» **Goal**
Return the exact lines spanning from the line with "Expected behaviour: for every instance of the row" through the last line of the entries, boundaries included, and no others.

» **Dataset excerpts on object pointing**
--- begin ---

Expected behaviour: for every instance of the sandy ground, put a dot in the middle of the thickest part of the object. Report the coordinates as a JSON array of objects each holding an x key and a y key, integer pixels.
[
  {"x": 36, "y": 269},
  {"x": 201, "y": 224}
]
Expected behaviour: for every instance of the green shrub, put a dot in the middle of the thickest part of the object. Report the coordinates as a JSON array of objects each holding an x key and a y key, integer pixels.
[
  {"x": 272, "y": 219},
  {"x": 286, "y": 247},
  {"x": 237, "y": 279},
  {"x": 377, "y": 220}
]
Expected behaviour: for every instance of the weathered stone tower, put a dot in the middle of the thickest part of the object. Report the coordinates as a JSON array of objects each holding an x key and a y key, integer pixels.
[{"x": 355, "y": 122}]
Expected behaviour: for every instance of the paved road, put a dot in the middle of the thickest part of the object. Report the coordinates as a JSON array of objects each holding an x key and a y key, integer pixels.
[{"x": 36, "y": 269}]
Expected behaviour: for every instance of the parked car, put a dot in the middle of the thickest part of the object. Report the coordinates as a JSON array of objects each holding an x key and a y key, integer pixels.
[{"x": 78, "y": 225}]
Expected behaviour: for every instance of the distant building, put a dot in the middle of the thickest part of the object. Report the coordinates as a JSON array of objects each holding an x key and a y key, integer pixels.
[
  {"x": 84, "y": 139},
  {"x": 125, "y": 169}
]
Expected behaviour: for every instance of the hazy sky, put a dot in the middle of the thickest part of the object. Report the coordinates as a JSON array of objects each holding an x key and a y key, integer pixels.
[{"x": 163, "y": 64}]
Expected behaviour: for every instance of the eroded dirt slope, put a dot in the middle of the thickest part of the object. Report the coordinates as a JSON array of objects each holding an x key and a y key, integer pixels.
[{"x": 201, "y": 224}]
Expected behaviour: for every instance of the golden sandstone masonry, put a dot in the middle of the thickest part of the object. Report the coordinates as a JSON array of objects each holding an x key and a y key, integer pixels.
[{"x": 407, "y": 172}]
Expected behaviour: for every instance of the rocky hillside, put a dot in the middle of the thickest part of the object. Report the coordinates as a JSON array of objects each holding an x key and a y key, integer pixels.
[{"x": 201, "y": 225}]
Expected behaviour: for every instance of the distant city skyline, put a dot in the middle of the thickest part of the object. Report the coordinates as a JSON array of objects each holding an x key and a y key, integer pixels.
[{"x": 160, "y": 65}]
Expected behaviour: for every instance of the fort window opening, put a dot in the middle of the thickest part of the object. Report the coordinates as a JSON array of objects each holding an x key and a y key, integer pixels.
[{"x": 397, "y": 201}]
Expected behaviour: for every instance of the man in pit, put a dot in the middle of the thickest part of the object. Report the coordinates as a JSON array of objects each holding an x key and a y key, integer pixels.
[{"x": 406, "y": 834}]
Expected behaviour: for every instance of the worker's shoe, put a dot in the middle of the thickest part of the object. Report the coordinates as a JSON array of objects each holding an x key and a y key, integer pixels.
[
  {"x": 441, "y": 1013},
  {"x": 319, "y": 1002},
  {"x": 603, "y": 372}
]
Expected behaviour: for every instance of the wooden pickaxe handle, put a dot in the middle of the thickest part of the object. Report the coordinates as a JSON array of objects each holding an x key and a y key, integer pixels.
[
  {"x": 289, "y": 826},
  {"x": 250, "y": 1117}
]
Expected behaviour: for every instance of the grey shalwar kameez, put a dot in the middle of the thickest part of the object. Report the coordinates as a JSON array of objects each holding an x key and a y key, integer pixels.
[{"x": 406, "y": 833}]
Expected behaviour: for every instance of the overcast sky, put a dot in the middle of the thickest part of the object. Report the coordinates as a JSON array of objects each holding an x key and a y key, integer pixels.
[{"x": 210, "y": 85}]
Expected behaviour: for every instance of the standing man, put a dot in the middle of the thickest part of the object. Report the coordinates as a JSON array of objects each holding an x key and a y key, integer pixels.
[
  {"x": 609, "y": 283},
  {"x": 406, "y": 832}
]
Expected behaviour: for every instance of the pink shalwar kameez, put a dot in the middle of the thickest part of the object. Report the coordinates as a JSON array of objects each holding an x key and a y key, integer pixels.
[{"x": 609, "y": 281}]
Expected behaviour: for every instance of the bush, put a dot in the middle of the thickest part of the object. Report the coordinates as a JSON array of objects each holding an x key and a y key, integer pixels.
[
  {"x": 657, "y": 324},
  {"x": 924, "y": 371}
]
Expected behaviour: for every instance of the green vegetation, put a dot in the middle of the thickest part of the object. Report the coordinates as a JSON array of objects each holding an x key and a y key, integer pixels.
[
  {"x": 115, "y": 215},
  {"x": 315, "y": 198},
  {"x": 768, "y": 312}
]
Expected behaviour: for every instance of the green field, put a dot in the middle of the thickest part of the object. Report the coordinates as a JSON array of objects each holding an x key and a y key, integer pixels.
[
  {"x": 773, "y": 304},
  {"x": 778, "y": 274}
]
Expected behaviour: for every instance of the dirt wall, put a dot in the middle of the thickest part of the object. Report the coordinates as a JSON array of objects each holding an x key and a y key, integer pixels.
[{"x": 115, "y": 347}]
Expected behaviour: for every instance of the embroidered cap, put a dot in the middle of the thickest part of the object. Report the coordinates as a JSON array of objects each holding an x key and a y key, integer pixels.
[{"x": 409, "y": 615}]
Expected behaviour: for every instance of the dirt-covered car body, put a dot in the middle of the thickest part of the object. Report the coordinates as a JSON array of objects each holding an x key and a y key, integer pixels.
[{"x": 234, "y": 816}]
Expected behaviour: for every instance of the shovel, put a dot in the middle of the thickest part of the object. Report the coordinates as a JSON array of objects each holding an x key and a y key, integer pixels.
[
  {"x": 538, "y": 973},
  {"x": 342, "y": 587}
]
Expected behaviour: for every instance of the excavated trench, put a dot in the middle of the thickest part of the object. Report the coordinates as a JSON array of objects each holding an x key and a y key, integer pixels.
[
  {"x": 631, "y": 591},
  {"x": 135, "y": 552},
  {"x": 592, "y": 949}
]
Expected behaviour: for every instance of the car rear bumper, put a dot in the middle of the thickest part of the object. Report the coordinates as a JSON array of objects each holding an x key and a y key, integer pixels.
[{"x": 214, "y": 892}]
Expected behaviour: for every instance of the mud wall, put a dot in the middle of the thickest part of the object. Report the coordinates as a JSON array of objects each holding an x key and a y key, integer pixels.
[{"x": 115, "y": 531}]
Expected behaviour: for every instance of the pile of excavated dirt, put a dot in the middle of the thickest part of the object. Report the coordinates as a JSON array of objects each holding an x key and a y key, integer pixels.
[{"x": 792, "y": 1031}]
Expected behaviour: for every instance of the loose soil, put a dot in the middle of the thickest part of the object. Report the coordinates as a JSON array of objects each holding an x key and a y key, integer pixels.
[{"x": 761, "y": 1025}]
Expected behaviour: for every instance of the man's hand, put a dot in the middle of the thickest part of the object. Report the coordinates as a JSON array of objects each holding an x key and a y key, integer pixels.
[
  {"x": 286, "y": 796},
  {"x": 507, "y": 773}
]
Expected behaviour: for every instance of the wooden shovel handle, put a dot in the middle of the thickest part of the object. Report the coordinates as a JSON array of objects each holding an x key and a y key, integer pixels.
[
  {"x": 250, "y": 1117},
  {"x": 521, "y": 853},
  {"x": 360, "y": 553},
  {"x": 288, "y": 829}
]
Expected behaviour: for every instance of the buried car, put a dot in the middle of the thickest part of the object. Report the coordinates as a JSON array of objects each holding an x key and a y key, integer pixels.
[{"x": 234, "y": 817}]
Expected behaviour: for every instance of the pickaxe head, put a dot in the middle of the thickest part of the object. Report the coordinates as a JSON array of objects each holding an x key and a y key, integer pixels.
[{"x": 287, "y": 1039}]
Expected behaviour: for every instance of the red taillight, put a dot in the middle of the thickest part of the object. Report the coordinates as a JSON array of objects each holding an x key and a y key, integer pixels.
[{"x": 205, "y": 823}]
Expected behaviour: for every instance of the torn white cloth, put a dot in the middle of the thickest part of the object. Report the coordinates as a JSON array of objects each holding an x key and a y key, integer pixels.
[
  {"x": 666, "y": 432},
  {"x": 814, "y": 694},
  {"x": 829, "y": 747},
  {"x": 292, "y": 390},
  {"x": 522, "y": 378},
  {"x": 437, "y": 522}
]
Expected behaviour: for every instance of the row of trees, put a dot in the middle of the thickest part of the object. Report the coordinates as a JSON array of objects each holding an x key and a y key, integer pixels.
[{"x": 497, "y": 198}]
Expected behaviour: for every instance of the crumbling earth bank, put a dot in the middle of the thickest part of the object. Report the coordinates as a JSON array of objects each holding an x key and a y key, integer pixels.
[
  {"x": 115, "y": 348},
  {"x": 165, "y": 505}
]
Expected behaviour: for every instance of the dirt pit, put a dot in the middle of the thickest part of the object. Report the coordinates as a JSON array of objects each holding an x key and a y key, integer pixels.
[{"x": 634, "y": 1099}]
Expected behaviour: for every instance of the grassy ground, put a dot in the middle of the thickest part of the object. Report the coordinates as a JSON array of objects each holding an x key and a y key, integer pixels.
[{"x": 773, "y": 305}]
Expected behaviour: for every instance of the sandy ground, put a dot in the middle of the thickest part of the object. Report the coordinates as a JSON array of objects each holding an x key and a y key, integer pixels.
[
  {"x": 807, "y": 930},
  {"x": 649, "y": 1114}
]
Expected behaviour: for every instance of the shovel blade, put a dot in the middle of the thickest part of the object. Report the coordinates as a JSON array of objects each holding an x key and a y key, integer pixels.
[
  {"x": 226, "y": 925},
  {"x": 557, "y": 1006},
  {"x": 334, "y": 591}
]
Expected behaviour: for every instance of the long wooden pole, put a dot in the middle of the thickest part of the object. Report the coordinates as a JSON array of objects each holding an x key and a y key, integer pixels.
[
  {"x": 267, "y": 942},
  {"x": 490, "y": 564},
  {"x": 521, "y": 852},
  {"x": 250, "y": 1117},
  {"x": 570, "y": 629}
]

--- end ---

» **Written response**
Expected behaviour: for every instance of the row of trees, put a dot in the middle of the thickest part of the object. Report the coordinates as a JSON array of objects each holding an x key and a y key, integer pixels.
[{"x": 497, "y": 198}]
Expected behaviour: for every instance of the crumbling earth bank, put a dot in the middle of the thickest part of the object. Report the coordinates as a JSON array of objects each holding an x key and a y key, integer pixels.
[
  {"x": 115, "y": 348},
  {"x": 165, "y": 505}
]
Expected behaviour: for every instance of the dirt pit, put a dot in the middle of the thickest part of the object. Report the coordinates as a JSON array of objects each holding an x key and a y key, integer pixels.
[{"x": 634, "y": 1099}]
Expected behaviour: for every instance of the grassy ground, put a dot in the middle of the thickest part of the object. Report the coordinates as a JSON array of objects each holding an x key and a y key, integer pixels.
[{"x": 773, "y": 305}]
Expected behaviour: for every instance of the sandy ground, put a dot in the middle of the thickest part of the object. Report the coordinates as a JSON array of objects each holding an x key and a y key, integer pixels.
[
  {"x": 807, "y": 930},
  {"x": 649, "y": 1114}
]
Expected behaviour: for every instance of the shovel blade, put a dot in the middle of the thickest part of the object. Report the coordinates as a JSON array of objects each holding an x key and a y key, integer pixels.
[
  {"x": 226, "y": 925},
  {"x": 557, "y": 1006},
  {"x": 334, "y": 591}
]
Expected behaviour: for every instance of the long wooden pole, put a dot in the middle of the thickest part of the object. Report the coordinates as a JSON array of objects each holding an x key and a y key, integer pixels.
[
  {"x": 267, "y": 942},
  {"x": 490, "y": 564},
  {"x": 521, "y": 852},
  {"x": 250, "y": 1117},
  {"x": 570, "y": 629}
]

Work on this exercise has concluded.